Given data
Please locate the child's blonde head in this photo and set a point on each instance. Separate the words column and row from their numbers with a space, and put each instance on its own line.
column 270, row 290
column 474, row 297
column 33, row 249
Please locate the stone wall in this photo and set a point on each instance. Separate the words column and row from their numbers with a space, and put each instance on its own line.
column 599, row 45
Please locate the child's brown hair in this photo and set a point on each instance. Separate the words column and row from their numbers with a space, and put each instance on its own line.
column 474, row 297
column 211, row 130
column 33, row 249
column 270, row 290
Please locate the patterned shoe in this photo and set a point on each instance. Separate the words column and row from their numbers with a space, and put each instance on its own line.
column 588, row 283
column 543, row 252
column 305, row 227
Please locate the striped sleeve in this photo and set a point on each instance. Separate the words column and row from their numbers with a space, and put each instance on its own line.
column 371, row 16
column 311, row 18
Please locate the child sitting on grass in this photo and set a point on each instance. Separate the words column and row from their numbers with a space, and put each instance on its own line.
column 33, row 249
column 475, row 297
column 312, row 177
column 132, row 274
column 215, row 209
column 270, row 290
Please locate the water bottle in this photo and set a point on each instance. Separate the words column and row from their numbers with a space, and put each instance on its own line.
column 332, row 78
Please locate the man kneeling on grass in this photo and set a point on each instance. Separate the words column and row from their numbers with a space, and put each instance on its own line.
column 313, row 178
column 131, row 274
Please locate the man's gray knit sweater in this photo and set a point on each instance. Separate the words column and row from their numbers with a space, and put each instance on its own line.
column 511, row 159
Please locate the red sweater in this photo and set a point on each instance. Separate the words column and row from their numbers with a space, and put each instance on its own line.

...

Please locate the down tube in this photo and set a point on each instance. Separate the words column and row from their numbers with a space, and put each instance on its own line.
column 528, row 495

---

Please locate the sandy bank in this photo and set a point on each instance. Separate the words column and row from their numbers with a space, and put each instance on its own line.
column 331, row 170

What is being asked
Above are the records; print exactly the lines from the line with "Please locate the striped" to the line with "Please locate the red", including both, and nothing else.

Written answer
Please locate the striped sleeve in this photo and set a point on each instance. Separate the words column and row from their numbers with a space, and put each instance on its own line.
column 371, row 16
column 311, row 18
Please locate the child sitting on grass in this photo and set a point on each instance. Separate the words column and row from their numbers with a space, and put each instance on its own line.
column 33, row 249
column 475, row 297
column 312, row 177
column 132, row 274
column 215, row 209
column 270, row 290
Please locate the water bottle in this photo and set a point on each instance. Separate the words column and row from their numbers with a space, and put each instance on its own line.
column 332, row 78
Please locate the man kneeling on grass in this photo and set a point on each instance. Separate the words column and row from their numbers with a space, and put each instance on its own line.
column 313, row 178
column 131, row 274
Please locate the man's gray knit sweater in this photo and set a point on each instance. Separate the words column and row from their numbers with a space, and put each instance on its own line.
column 511, row 159
Please locate the red sweater in this photo and set a point on each instance. Separate the words column and row from their numbers with a space, and put each instance on its own line.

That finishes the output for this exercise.